* Written request *
Extract the complete listing and output it unchanged.

* Rows *
########################################
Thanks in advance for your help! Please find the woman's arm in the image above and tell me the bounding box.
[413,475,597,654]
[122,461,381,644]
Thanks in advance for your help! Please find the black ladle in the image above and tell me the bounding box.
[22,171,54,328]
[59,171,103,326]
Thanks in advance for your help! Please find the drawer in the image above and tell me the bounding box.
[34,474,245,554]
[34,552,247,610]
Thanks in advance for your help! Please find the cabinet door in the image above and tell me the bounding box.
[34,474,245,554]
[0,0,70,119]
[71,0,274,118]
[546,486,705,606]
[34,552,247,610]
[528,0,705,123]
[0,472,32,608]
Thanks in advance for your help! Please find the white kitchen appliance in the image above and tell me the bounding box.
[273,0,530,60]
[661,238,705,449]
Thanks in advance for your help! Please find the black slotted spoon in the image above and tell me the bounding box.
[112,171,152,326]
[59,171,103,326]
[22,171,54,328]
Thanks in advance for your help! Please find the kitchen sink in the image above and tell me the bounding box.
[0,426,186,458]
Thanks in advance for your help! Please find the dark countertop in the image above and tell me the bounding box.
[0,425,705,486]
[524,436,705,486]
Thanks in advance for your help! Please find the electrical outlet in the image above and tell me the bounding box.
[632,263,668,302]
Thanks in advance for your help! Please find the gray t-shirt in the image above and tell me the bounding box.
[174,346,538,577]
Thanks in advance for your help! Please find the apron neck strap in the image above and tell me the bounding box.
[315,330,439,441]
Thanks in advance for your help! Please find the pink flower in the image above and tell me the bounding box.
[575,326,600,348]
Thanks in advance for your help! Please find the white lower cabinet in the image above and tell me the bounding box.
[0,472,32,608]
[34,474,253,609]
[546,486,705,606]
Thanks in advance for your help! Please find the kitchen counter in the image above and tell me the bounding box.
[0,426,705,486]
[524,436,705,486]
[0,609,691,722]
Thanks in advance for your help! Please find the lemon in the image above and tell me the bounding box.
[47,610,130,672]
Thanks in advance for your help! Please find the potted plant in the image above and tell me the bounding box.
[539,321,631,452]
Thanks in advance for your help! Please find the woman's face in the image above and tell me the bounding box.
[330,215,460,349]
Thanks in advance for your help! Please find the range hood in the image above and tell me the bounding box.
########################################
* Complete answer *
Thanks in advance for your help! Please find the woman's arm in the image above and tell me the bounding box.
[413,475,597,654]
[122,461,381,644]
Thanks in advance for your help! Please find the black ladle in the image above and tell me the bounding box.
[22,171,54,328]
[59,171,103,326]
Thanks in advance for your help! Please find the drawer in the image above and tell me the bounding box.
[34,474,245,554]
[34,552,247,610]
Thanks in advance for your help! Please find the cabinet door in the image above and tell me the bounding box.
[34,474,245,554]
[0,0,70,119]
[71,0,274,118]
[546,486,705,606]
[34,552,247,610]
[528,0,705,123]
[0,472,32,608]
Thanks in advance for your help! Please find the white kitchen appliance in the image above and tell me the bounding box.
[273,0,530,60]
[661,238,705,449]
Thanks in advance for your help! Please find the black slotted spoon in the image above and tell me the bounding box.
[112,171,152,326]
[59,171,103,326]
[22,171,54,328]
Thanks in advance for your help! Please find the kitchen sink in the image above and tell me the bounding box.
[0,426,186,458]
Thanks in advance for your help! Please find the dark countertop in the image above and tell me the bounding box.
[0,425,705,486]
[524,436,705,486]
Thanks in advance for your help! Please find the electrical outlet in the image above and tell me the bounding box.
[632,263,668,302]
Thanks in advance for your help! Please find the gray t-shirt in the image above and tell me the bounding box.
[174,346,538,577]
Thanks in advance for your help! Please find the apron neck strap in the image above and tell me the bounding box.
[315,330,439,441]
Thanks in advance for your help! Please find the pink flower in the image above and tell me the bounding box.
[575,326,600,348]
Thanks in advance for your help! Please find the white lower cabinet in the image above and tell me the bounding box.
[0,472,32,608]
[34,474,253,609]
[546,486,705,606]
Thanks in advance for your help! Please find the kitchen counter in the image above and tell me the bounding box.
[0,426,705,486]
[524,436,705,486]
[0,609,691,722]
Thanks in advance for your help! Please find the lemon in the image above and tell me the bounding box.
[47,610,130,672]
Thanks in advance for your help! Please find the potted plant in the image above and tell me the bounding box.
[539,321,631,452]
Thanks in advance for your help! Please find the woman's face in the image above and tell me the bounding box.
[330,215,460,349]
Thanks in advance for your help! Please find the range hood in the image above and tell me the bounding box.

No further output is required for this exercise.